* **AUFGABENBESCHREIBUNG**:
Geben Sie aus dem Interviewtext den Abschnitt wortgetreu zurück, der bei den Worten „Sedlmeir: Das liegt“ beginnt und nach den Worten „Sie eigentlich kochen?“ endet.

Sedlmeir: Natürlich ist es total schade, dass Helmfried ausgestiegen ist. Aber, und das sieht man ja jetzt auch deutlich, die Serie trug sich ja nicht alleine durch ihn. Der Hubert spielt eine genauso große Rolle, und das übrige Team natürlich auch. Von daher muss ich sagen, ich war sicher, dass wir auch in neuer Konstellation sehr gut weitermachen können.

prisma: Die Einschaltquoten von Serien wie "Rosenheim-Cops" oder "Hubert ohne Staller" sind gerade in jüngeren Zeiten hervorragend gewesen. Denken Sie, es gibt einen Zusammenhang zwischen der Pandemie und der Nachfrage nach solchen Formaten?

Sedlmeir: Ich erlaube mir die Bemerkung, dass wir auch vor der Pandemie sehr gute Quoten hatten (lacht). Und wenn sie jetzt noch höher sind als vorher, dann liegt das sicher auch an der Pandemie. Was soll denn der Mensch machen, wenn er zum Daheimbleiben verdonnert ist?

prisma: Warum ist ein "Wohlfühlkrimi" wie "Hubert ohne Staller" grundsätzlich in ganz Deutschland so beliebt?

Sedlmeir: Das liegt ganz sicher auch an dem bayerischen Background. Und daran, dass wir zwar aufregende Fälle lösen müssen, dabei aber doch eher gemütlich und menschlich agieren. Und an der Abwesenheit von brutaler Gewalt, was unsere Serie zur Familienserie macht. Es menschelt einfach mehr, das ergibt den Wohlfühl-Effekt, von dem hier die Rede ist. Außerdem: Es gibt keine schönere Kulisse als das Oberland, meine Heimat. Und ich kann mir nicht vorstellen, dass es irgendjemanden gibt, der das anders sieht. Von daher: Das Oberland müsste eigentlich im Hauptcast mit aufgeführt werden, das hätte es sicher verdient.

prisma: Nun steigen Sie in ein anderes bayerische Wohlfühluniversum ein: Bei "Dahoam is Dahoam" sind Sie künftig als Koch zu sehen? Können Sie eigentlich kochen?

* **DIE DATENSÄTZE**:
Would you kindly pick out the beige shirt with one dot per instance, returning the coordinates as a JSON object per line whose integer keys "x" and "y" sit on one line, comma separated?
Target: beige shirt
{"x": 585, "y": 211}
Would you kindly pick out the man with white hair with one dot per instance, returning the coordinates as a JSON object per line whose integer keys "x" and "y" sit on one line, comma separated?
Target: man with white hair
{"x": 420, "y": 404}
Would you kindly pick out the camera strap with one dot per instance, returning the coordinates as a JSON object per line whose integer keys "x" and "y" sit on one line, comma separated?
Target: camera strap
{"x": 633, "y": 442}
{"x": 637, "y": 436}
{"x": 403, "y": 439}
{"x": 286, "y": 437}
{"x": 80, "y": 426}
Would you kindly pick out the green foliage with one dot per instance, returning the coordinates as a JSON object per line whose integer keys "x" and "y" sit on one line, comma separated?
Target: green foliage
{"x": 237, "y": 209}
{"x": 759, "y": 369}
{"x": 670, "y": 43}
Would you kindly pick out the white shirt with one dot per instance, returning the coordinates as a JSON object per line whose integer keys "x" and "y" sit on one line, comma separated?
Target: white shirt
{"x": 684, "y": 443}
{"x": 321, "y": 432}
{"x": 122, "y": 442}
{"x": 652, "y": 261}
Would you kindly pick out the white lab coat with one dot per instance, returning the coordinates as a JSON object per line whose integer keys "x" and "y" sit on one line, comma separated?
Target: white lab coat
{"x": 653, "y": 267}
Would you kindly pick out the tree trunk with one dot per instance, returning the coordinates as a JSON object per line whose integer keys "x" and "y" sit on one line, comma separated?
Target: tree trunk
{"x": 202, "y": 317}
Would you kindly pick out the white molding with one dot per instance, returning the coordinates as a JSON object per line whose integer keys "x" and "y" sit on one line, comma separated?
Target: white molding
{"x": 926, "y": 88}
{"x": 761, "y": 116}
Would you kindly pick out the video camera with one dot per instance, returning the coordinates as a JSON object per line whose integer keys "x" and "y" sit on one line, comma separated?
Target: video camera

* **ERWARTETE ANTWORT**:
Sedlmeir: Das liegt ganz sicher auch an dem bayerischen Background. Und daran, dass wir zwar aufregende Fälle lösen müssen, dabei aber doch eher gemütlich und menschlich agieren. Und an der Abwesenheit von brutaler Gewalt, was unsere Serie zur Familienserie macht. Es menschelt einfach mehr, das ergibt den Wohlfühl-Effekt, von dem hier die Rede ist. Außerdem: Es gibt keine schönere Kulisse als das Oberland, meine Heimat. Und ich kann mir nicht vorstellen, dass es irgendjemanden gibt, der das anders sieht. Von daher: Das Oberland müsste eigentlich im Hauptcast mit aufgeführt werden, das hätte es sicher verdient.

prisma: Nun steigen Sie in ein anderes bayerische Wohlfühluniversum ein: Bei "Dahoam is Dahoam" sind Sie künftig als Koch zu sehen? Können Sie eigentlich kochen?